- _Data section_:

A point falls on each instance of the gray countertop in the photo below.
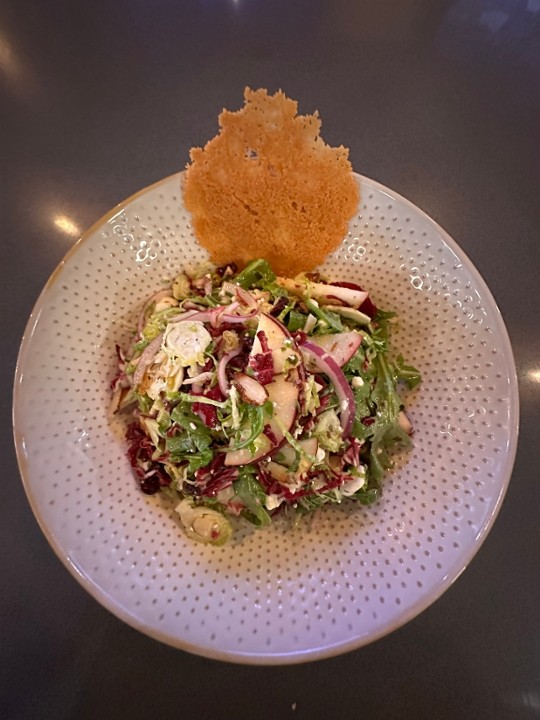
(439, 101)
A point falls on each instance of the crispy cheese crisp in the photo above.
(268, 186)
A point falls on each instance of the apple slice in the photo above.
(283, 393)
(341, 346)
(276, 335)
(325, 294)
(287, 454)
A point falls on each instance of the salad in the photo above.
(254, 395)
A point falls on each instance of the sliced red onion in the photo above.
(246, 298)
(222, 366)
(225, 317)
(147, 355)
(202, 316)
(154, 299)
(326, 364)
(202, 378)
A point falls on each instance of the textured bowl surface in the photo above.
(278, 595)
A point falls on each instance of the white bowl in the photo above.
(278, 595)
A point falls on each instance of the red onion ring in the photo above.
(326, 364)
(202, 378)
(147, 355)
(222, 365)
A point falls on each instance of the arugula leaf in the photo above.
(355, 366)
(295, 321)
(255, 421)
(257, 273)
(252, 494)
(406, 373)
(331, 319)
(387, 432)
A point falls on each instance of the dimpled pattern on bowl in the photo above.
(281, 594)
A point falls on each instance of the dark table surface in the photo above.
(437, 100)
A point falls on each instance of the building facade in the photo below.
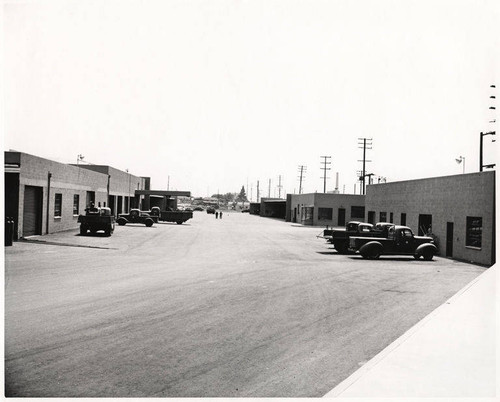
(459, 211)
(325, 209)
(44, 196)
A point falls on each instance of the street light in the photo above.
(460, 160)
(481, 135)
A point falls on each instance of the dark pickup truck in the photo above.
(95, 219)
(178, 217)
(400, 241)
(136, 216)
(340, 237)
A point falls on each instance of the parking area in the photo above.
(236, 307)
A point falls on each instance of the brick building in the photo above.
(44, 196)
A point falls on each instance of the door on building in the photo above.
(424, 224)
(111, 204)
(449, 239)
(90, 198)
(341, 217)
(32, 211)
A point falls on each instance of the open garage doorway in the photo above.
(424, 224)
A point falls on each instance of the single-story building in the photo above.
(44, 196)
(324, 209)
(273, 208)
(458, 210)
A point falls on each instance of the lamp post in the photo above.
(459, 160)
(481, 135)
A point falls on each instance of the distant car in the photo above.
(95, 219)
(136, 216)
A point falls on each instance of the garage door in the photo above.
(32, 211)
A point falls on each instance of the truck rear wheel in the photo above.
(428, 254)
(341, 247)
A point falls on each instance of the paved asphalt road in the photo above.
(239, 307)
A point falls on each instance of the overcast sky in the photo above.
(219, 94)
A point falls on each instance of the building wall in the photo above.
(67, 180)
(298, 204)
(447, 199)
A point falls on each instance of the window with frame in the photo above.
(474, 232)
(325, 214)
(76, 204)
(58, 205)
(307, 213)
(357, 212)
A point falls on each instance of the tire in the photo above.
(341, 247)
(428, 255)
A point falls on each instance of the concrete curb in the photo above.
(365, 369)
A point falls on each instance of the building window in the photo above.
(371, 217)
(325, 214)
(76, 204)
(308, 213)
(357, 212)
(58, 205)
(473, 236)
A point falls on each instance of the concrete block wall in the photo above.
(322, 200)
(447, 199)
(66, 180)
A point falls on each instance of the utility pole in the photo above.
(324, 163)
(302, 170)
(481, 135)
(367, 144)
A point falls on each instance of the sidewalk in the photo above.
(451, 353)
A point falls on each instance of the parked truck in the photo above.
(400, 240)
(136, 216)
(96, 219)
(340, 237)
(178, 217)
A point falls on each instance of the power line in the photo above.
(366, 144)
(325, 163)
(302, 170)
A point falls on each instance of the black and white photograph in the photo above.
(250, 199)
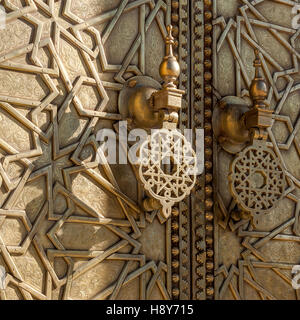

- _What you will do_: Each word of the data should be repeated exactly, and the pictures left out.

- _Result_:
A point falls on each instance of the gray countertop in the photo below.
(439, 101)
A point falls on each instance of the crispy cheese crisp in the photo above.
(268, 186)
A point falls on each instance of the apple slice in the photo above.
(283, 393)
(341, 346)
(276, 335)
(325, 294)
(287, 454)
A point falls on each instance of the salad in the photo above.
(254, 395)
A point falls on each instance of the sliced red onion in the photo above.
(246, 298)
(222, 366)
(225, 317)
(147, 355)
(202, 316)
(154, 299)
(326, 364)
(202, 378)
A point falls on each instance of the textured bowl surface in the photo above.
(278, 595)
A point falls on each instance of the white bowl in the photo above.
(278, 595)
A point falls on each instance of the red onion ring in the photo above.
(326, 364)
(202, 378)
(147, 355)
(222, 365)
A point falls on each instance of the arugula leaf in the photo above.
(355, 366)
(295, 321)
(255, 421)
(257, 273)
(252, 494)
(406, 373)
(331, 319)
(387, 432)
A point falls on each instance of the dimpled pattern on bowl in the photo above.
(281, 594)
A point falls on each instance of the dark table surface in the photo above.
(437, 100)
A point falls on each instance of the building facade in the photo below.
(459, 211)
(325, 209)
(44, 196)
A point falls on each instance of the street light in the photo above.
(460, 160)
(481, 135)
A point falls on each instance of the dark pickup truck in the photo above.
(95, 219)
(178, 217)
(400, 241)
(136, 216)
(340, 237)
A point falls on each instance of the parking area in the photo above.
(236, 307)
A point falls on each instance of the brick building in the photo above.
(44, 196)
A point falls on each instance of the door on building in the photo above.
(424, 224)
(111, 204)
(449, 239)
(90, 198)
(341, 217)
(32, 211)
A point falls on each instance of the open garage doorway in the photo above.
(424, 224)
A point falls on each instance of the single-story building in the photo above.
(44, 196)
(324, 209)
(273, 208)
(458, 210)
A point falls on each instance of the lamp post in the photo above.
(459, 160)
(481, 135)
A point falls on each instance of the distant car in the photo above.
(95, 219)
(136, 216)
A point falls on each instance of the garage door in the photo above.
(32, 211)
A point falls on each instance of the truck rear wheel in the photo above.
(428, 254)
(341, 247)
A point falls on each instance of the paved asphalt road in the photo above.
(239, 307)
A point falls on each instance of the overcast sky in the photo above.
(219, 94)
A point falls on each instance of the building wall in the photo above.
(67, 180)
(298, 204)
(447, 199)
A point falls on each instance of the window with frame in the photo above.
(474, 232)
(325, 214)
(76, 204)
(58, 205)
(307, 213)
(357, 212)
A point falls on each instance of the tire in the photo above.
(341, 247)
(428, 255)
A point falls on each instance of the concrete curb in the photo above.
(365, 369)
A point falls on each instance of the building window in the photo above.
(371, 217)
(325, 214)
(76, 204)
(308, 213)
(357, 212)
(58, 205)
(473, 236)
A point falls on each instance of the concrete block wall in the photo above.
(322, 200)
(447, 199)
(66, 180)
A point falls on each instance of the utility pole in the photo above.
(324, 163)
(302, 170)
(481, 135)
(367, 144)
A point falls on each instance of the sidewalk in the photo above.
(451, 353)
A point falls on each instance of the parked truck in the photo above.
(400, 240)
(136, 216)
(96, 219)
(340, 237)
(178, 217)
A point falls on each instance of the power line in the photo above.
(366, 144)
(325, 163)
(302, 170)
A point falls on each instance of the black and white photograph in the photo above.
(250, 199)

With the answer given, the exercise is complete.